- **What the task requires**: Copy out the lines of the listing below verbatim, starting at the line containing "[trace] orange glow near horizon" and ending after the line containing "[[[10,6],[0,123],[678,130],[675,2],[169,4]]]". Leave the pictures out of your answer.

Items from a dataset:
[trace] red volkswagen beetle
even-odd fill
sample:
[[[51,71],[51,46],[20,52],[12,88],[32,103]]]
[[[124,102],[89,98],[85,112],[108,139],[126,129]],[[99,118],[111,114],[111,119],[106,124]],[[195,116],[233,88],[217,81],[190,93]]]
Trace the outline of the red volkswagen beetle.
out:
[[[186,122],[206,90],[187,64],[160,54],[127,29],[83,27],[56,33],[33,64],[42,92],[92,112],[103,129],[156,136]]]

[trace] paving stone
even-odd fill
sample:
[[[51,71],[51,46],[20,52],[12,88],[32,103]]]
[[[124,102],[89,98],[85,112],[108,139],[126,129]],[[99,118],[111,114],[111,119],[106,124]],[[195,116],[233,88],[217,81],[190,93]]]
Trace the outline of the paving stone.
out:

==

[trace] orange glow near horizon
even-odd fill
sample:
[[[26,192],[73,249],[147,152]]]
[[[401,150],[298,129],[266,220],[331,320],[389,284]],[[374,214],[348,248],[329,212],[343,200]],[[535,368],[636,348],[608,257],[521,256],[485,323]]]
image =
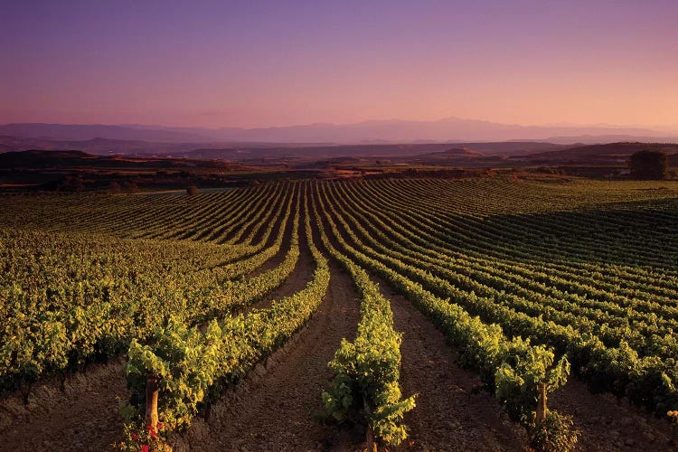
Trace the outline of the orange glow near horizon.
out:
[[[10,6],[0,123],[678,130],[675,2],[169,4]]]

- **Finished task**:
[trace] orange glow near horizon
even-odd fill
sample:
[[[26,192],[73,249],[147,152]]]
[[[401,150],[298,129],[266,220],[331,320],[389,284]],[[374,214],[348,248],[329,212],[343,200]],[[535,368],[636,348],[608,257],[521,256],[485,323]]]
image =
Trace the outline of the orange glow near horizon.
out:
[[[10,6],[0,123],[678,130],[675,2],[169,4]]]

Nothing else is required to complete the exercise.